START QUOTED PASSAGE

Although cervical dysplasia is a major cause of morbidity in women
worldwide, few published studies have assessed the risk factors for its
development. American Indian women are at high risk for development of
both cervical dysplasia and cervical cancer, yet published data are scant
that identify the risk factors for the development of cervical lesions in
this minority group.
To assess the risk factors for the development of moderate dysplasia,
severe dysplasia, and carcinoma in situ in New Mexico's American Indian
women, we propose to conduct a case-control study at several Indian Health
Service-affiliated outpatient clinics. The study design incorporates an
integrated approach to investigate the relationship of numerous exposures
in the development of high-grade dysplastic cervical lesions. Data will
be obtained from study participants through extensive interviews, physical
and colposcopic examinations, microbiologic studies, serologic studies of
antibodies to sexually transmitted disease agents, and laboratory studies
of cervical cytologic and histologic specimens. Interviews will be
specifically directed to assess the associations of sexual behavior, past
sexually transmitted diseases, contraceptive techniques, hygienic
practices, cigarette smoking, and micronutrient consumption in the
development of cervical dysplasia. Laboratory studies will be primarily
directed to assessment of effects of current and past sexually transmitted
infections, plasma micronutrients, and presence of specific HLA alleles in
the development of cervical dysplasia.
This research will identify risk factors for development of high-grade
cervical dysplasia among American Indian women in New Mexico. This
research will also allow comparison of prevalence and patterns of risk
factors for cervical dysplasia in American Indian women with data obtained
from a similar, recently completed study in New Mexico Hispanic and non-
Hispanic white women. Thus, from an etiologic perspective, the
investigation will allow evaluation of heterogeneity of risk factors for
cervical dysplasia among culturally-diverse populations in the same
geographic region. From a public health perspective, this research should
lead to prevention strategies that will ultimately decrease the rates of
cervical dysplasia and cervical cancer, particularly among the high-risk
American Indian women of the Southwest.

END QUOTED PASSAGE
START EXTRACTED INFORMATION

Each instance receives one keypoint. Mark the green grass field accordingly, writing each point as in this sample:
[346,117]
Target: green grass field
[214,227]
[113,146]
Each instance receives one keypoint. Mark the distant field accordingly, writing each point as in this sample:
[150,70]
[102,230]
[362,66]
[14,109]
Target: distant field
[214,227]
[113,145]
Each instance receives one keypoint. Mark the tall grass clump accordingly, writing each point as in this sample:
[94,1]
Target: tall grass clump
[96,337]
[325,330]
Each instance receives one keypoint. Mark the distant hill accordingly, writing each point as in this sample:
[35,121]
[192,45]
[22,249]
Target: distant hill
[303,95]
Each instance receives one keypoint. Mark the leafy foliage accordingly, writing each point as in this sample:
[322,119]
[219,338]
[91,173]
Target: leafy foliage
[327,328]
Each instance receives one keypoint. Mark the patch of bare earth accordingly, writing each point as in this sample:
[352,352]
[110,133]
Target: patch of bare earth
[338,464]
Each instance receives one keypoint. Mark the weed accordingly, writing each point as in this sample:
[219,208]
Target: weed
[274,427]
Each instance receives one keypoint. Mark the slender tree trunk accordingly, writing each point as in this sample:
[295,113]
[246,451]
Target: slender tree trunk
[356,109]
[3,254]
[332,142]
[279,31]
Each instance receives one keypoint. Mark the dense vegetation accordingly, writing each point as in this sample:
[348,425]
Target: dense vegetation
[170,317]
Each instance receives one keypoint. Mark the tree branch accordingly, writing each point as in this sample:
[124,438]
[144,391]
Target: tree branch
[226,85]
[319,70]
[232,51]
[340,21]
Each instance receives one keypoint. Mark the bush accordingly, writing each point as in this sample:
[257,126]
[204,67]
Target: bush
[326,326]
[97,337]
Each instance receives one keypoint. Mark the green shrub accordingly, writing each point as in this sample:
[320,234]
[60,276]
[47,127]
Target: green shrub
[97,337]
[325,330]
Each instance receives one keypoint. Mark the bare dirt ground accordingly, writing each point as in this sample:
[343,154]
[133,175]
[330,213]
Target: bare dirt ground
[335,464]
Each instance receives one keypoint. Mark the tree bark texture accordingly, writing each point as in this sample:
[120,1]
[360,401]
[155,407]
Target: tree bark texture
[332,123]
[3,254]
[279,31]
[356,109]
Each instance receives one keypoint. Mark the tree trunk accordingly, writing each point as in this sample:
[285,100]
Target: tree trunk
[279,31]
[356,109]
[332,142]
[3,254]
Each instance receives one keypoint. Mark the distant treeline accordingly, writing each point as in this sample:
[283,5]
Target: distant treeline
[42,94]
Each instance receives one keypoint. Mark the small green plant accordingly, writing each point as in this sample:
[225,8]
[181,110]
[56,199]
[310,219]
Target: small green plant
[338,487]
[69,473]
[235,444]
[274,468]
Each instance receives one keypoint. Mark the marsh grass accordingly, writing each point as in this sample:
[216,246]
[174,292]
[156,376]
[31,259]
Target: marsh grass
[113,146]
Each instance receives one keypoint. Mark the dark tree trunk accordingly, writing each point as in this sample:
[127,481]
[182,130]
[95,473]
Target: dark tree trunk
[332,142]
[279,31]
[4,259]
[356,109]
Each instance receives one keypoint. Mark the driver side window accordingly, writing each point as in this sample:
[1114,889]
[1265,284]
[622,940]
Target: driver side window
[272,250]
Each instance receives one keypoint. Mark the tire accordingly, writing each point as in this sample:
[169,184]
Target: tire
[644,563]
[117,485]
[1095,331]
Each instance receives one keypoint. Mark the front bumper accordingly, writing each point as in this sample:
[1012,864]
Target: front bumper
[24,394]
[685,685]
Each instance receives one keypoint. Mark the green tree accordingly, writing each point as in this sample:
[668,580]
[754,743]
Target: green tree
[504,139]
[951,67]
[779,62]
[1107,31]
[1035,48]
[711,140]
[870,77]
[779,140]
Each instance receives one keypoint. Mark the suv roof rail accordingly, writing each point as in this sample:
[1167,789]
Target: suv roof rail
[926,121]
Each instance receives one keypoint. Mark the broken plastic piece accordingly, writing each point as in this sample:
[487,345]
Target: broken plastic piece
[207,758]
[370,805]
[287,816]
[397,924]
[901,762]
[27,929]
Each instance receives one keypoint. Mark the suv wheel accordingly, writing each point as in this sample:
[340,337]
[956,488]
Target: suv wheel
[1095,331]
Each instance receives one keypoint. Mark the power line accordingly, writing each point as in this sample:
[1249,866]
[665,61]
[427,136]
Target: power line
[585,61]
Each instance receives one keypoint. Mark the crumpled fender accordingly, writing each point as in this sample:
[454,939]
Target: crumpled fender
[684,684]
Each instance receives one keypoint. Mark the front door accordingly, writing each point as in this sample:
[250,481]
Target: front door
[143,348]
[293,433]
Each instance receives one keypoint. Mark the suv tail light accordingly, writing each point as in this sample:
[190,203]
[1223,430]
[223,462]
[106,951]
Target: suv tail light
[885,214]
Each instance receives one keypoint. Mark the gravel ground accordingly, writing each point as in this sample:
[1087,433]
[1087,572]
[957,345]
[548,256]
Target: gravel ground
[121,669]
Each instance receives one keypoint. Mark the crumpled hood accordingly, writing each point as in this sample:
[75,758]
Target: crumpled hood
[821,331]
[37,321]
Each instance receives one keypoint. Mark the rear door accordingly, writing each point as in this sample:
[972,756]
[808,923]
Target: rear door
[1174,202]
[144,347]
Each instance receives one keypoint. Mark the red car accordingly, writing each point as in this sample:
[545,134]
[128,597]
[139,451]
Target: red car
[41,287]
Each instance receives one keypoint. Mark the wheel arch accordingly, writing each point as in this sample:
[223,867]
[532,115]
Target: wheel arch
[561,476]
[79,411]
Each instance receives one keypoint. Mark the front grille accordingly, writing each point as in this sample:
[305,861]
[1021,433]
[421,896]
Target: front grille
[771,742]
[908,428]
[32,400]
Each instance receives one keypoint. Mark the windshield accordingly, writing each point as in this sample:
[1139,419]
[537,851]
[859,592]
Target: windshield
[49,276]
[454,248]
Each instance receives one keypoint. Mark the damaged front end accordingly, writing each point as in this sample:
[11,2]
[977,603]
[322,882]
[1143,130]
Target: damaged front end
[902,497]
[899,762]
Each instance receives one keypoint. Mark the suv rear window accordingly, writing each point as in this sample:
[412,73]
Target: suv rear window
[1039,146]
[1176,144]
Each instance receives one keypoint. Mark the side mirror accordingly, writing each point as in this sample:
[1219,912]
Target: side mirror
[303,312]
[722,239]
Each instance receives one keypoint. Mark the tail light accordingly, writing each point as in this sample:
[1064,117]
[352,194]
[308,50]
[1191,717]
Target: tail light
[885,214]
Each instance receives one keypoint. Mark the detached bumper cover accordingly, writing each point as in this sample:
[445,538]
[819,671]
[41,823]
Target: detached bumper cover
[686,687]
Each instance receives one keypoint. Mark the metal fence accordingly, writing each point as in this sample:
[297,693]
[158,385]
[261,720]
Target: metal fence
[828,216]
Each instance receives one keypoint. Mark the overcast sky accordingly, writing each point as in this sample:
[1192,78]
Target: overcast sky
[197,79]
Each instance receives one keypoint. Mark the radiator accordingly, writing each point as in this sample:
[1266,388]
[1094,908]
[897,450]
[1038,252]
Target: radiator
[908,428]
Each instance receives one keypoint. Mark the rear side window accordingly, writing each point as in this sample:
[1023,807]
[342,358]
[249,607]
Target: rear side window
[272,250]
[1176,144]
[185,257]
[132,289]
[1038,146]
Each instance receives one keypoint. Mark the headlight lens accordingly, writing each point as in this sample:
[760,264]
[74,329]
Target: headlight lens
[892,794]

END EXTRACTED INFORMATION

▶ AIM OF THE TASK: Please write out the part of the cervical dysplasia study abstract starting at "Although cervical dysplasia" and ending at "this minority group.". The listing has no connection to the cervical dysplasia study abstract.

▶ EXERCISE RESULT:
Although cervical dysplasia is a major cause of morbidity in women
worldwide, few published studies have assessed the risk factors for its
development. American Indian women are at high risk for development of
both cervical dysplasia and cervical cancer, yet published data are scant
that identify the risk factors for the development of cervical lesions in
this minority group.